* BEGIN *

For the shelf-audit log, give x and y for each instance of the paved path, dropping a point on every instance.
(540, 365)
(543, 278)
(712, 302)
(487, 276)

* END *

* TASK BRIEF:
Reproduce the data above, replacing "paved path" with "walkway" and changing nothing else.

* SOLUTION TO THIS TASK:
For the shelf-audit log, give x and y for each instance of the walkway, dropping a point on every instance.
(540, 365)
(543, 278)
(712, 302)
(487, 276)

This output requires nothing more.